--- Start ---

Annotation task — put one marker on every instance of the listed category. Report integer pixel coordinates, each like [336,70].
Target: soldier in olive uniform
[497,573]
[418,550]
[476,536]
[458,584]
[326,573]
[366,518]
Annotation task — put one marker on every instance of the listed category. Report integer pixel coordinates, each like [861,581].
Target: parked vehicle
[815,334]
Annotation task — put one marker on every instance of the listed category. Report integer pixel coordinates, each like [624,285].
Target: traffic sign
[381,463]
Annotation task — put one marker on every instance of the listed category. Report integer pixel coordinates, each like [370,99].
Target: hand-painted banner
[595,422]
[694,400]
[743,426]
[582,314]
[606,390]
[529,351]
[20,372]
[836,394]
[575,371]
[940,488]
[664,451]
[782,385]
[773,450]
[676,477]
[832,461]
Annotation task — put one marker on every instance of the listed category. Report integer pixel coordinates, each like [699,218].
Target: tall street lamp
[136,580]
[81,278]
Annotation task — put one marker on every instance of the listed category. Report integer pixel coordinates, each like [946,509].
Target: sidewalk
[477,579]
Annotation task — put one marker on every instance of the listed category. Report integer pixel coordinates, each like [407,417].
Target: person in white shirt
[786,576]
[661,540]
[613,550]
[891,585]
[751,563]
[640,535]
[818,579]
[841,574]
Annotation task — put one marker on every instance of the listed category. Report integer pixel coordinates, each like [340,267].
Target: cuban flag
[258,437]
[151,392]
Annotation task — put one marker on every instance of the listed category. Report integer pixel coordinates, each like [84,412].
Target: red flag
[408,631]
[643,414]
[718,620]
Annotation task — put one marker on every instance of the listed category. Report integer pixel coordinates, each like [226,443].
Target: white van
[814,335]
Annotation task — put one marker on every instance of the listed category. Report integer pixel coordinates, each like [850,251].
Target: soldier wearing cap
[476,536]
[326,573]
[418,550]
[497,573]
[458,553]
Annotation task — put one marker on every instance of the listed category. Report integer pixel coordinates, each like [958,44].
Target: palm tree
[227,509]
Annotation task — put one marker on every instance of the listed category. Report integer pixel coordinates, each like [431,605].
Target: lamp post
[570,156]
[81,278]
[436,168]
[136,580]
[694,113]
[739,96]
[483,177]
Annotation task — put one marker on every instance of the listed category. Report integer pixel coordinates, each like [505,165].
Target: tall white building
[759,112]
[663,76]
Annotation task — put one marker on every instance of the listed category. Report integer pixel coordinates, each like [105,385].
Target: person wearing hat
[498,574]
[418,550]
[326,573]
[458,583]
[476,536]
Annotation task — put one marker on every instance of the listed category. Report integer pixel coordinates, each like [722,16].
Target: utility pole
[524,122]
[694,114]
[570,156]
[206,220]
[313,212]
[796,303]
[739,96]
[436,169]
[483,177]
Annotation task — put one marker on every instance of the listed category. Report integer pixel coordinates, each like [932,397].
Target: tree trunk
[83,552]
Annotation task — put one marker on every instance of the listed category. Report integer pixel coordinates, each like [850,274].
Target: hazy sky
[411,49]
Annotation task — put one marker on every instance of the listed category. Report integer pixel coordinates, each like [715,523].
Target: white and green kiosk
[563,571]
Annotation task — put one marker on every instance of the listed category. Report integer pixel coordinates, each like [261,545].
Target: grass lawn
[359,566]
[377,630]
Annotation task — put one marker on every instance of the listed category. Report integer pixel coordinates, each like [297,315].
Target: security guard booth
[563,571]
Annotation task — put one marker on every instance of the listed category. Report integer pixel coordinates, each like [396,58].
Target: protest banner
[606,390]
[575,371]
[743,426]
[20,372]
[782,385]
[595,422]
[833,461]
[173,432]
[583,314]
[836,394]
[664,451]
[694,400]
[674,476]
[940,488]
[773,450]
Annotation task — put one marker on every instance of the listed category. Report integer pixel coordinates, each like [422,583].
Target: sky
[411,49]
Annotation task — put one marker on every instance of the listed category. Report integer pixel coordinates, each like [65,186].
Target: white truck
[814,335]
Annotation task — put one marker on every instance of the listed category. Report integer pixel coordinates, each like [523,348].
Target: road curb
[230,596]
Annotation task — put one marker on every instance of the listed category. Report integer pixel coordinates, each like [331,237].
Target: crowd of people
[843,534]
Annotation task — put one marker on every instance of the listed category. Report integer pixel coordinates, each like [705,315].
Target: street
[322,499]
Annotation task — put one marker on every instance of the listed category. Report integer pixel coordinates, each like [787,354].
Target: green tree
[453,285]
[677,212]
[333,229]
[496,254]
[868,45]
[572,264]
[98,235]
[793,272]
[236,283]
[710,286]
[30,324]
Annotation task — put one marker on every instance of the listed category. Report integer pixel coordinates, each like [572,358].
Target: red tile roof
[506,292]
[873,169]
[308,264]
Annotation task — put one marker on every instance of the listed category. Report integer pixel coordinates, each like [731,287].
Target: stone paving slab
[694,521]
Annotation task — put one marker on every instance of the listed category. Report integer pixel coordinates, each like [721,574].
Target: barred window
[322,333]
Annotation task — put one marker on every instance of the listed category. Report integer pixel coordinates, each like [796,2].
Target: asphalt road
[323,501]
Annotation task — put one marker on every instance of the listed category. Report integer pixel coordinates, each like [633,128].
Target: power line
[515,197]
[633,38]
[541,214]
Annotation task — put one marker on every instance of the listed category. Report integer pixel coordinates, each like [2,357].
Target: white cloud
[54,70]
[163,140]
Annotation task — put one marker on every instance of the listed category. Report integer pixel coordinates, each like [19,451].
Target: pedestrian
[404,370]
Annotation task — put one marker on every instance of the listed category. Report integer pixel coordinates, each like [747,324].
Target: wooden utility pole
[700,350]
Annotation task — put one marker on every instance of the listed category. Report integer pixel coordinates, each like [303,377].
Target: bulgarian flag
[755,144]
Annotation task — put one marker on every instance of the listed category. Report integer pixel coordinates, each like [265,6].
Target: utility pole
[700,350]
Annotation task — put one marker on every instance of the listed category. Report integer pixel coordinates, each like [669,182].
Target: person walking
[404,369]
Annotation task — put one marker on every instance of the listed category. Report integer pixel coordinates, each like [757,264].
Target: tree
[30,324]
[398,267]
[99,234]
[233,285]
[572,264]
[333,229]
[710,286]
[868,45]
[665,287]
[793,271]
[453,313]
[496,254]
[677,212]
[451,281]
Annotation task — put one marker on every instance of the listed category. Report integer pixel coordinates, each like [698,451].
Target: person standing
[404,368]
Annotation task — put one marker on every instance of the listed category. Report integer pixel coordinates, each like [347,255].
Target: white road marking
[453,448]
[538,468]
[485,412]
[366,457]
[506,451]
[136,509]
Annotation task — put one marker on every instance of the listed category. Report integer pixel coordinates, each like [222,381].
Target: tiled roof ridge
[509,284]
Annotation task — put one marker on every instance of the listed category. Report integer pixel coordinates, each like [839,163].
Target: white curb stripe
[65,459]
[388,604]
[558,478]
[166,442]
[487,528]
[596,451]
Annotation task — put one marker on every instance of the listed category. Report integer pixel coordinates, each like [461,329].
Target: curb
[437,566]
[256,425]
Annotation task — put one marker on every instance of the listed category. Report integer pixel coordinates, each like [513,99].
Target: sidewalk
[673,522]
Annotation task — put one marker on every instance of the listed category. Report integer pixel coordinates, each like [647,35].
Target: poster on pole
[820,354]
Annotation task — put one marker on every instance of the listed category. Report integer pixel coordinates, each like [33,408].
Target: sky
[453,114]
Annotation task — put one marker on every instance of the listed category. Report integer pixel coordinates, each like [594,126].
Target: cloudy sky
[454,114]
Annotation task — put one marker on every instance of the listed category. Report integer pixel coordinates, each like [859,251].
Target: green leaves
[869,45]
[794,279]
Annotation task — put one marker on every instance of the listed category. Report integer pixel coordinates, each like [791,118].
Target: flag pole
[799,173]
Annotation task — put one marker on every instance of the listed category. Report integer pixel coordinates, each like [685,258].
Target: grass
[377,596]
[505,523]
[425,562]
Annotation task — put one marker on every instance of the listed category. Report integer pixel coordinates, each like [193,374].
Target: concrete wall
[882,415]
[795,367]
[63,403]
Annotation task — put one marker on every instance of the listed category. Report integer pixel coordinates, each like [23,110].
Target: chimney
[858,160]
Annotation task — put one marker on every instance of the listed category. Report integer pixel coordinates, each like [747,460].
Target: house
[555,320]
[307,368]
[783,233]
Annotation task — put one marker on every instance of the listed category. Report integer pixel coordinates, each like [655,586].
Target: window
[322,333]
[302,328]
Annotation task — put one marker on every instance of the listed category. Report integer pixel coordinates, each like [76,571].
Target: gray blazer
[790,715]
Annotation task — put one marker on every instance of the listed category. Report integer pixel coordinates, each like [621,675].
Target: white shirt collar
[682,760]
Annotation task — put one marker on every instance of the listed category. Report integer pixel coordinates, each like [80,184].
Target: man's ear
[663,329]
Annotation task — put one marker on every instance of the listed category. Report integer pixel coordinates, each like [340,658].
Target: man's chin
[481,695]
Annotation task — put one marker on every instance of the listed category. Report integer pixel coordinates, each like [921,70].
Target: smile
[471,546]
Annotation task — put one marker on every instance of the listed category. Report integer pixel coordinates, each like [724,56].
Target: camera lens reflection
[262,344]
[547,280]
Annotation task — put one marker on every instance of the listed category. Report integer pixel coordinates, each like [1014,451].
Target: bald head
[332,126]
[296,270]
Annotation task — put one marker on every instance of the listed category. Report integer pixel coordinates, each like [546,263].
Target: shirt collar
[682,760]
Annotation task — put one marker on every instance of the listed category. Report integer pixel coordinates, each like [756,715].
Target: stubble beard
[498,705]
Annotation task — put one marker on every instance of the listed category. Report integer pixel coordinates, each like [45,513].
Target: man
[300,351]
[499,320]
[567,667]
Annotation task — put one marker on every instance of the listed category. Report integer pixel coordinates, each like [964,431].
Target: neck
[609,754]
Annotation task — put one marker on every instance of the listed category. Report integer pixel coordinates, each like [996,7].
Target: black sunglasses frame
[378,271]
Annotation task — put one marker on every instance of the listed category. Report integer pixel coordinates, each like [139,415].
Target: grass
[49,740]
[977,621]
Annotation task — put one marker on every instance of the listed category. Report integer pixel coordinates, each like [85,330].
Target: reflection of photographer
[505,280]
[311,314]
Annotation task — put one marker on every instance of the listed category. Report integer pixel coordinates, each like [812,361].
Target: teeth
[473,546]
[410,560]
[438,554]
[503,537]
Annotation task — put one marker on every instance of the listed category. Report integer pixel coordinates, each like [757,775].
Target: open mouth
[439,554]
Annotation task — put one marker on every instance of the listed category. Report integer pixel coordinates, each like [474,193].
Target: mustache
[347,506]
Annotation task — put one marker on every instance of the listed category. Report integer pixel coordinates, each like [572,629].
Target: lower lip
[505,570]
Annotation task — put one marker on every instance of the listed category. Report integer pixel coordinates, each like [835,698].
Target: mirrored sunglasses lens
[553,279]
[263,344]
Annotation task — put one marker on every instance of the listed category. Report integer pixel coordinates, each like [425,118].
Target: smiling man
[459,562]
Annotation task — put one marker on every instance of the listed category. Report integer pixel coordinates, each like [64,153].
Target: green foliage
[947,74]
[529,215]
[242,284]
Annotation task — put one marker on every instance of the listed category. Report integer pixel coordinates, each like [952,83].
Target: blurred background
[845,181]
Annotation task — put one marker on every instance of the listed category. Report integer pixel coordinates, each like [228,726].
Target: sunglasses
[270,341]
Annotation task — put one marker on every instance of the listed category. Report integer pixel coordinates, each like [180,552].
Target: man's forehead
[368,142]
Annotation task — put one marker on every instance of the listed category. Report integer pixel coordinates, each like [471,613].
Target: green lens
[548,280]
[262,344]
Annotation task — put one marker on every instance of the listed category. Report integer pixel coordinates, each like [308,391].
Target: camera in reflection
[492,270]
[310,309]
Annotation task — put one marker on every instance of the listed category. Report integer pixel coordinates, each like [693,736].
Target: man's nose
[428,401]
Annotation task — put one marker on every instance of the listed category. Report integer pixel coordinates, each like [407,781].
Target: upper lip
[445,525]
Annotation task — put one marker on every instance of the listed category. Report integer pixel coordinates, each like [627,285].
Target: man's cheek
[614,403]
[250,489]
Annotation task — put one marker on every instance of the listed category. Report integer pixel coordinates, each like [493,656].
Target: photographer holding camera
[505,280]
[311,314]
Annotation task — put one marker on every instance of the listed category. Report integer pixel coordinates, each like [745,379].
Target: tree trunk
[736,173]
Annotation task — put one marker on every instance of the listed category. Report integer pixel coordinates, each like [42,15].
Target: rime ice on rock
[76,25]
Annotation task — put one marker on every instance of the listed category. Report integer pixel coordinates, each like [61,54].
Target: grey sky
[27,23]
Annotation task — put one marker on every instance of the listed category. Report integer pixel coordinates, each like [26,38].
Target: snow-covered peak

--- End ---

• _Task statement_: Extract, exactly as they appear, the lines from the one containing "each like [745,379]." through the final line.

• _Right answer_:
Annotation task — put one marker on every instance of the listed category. Report integer pixel coordinates, each like [745,379].
Target: tree trunk
[736,173]
Annotation task — put one marker on every instance of the listed category. Report integer pixel coordinates, each like [42,15].
Target: rime ice on rock
[76,25]
Annotation task — put one marker on every instance of the listed category. Report integer pixel coordinates, each like [61,54].
Target: grey sky
[27,23]
Annotation task — put one marker on every instance of the listed category. Report integer pixel coordinates, each like [26,38].
Target: snow-covered peak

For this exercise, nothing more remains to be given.